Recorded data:

>> START

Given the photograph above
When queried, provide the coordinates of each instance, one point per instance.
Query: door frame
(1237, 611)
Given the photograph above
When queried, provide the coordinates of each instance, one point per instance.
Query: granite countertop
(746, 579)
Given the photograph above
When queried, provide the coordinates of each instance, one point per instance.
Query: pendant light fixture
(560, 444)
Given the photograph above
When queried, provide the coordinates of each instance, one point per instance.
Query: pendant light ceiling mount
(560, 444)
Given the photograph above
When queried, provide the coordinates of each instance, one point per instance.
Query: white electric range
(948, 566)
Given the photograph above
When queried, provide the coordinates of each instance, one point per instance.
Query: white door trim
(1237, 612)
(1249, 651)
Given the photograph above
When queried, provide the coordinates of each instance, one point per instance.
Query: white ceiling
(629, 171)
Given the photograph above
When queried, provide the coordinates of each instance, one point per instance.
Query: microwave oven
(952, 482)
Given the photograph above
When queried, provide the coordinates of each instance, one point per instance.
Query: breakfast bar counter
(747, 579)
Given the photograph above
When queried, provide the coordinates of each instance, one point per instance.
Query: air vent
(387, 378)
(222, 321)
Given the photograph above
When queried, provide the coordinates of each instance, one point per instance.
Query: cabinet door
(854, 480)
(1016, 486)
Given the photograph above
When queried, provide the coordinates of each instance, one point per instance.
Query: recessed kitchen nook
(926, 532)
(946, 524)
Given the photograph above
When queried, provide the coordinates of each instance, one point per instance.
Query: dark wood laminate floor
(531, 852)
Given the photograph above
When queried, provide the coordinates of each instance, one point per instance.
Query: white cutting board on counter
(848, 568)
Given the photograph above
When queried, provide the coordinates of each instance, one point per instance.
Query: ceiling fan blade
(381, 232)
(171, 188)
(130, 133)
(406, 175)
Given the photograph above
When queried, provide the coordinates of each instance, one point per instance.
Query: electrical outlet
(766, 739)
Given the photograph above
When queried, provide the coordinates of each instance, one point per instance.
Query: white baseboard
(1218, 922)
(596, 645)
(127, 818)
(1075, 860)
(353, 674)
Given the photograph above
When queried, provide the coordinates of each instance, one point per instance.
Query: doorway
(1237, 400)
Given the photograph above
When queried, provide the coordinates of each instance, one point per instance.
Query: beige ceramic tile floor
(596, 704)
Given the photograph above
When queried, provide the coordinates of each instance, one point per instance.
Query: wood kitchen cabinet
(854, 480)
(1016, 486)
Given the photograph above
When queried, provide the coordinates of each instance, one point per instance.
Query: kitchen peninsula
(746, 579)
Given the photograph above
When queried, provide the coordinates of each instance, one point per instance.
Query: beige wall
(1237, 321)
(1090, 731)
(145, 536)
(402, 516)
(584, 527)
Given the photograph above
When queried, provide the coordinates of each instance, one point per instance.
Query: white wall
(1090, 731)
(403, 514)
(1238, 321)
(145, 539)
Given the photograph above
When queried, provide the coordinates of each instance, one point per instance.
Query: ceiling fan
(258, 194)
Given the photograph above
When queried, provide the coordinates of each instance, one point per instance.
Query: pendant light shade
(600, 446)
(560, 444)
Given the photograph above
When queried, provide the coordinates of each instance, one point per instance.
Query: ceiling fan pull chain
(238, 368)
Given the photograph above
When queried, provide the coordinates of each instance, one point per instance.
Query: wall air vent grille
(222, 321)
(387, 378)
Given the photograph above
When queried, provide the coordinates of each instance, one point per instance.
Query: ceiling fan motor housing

>> END

## Exercise
Reproduce the material word for word, from its first line through the line that contains "(1249, 651)". Include both of those lines.

## The reply
Given the photograph above
When queried, provide the coordinates of each instance, one point per instance.
Query: door frame
(1237, 611)
Given the photograph above
When queried, provide the coordinates of each instance, one point per instance.
Query: granite countertop
(746, 579)
Given the photograph above
When queried, provide the coordinates of each instance, one point per instance.
Query: pendant light fixture
(560, 444)
Given the photograph above
When queried, provide the coordinates of each instance, one point per instance.
Query: pendant light ceiling mount
(560, 444)
Given the photograph above
When queried, provide the coordinates of each instance, one point per instance.
Query: white electric range
(948, 566)
Given the photograph above
When queried, provide the coordinates of each instance, one point per instance.
Query: white door trim
(1237, 612)
(1249, 651)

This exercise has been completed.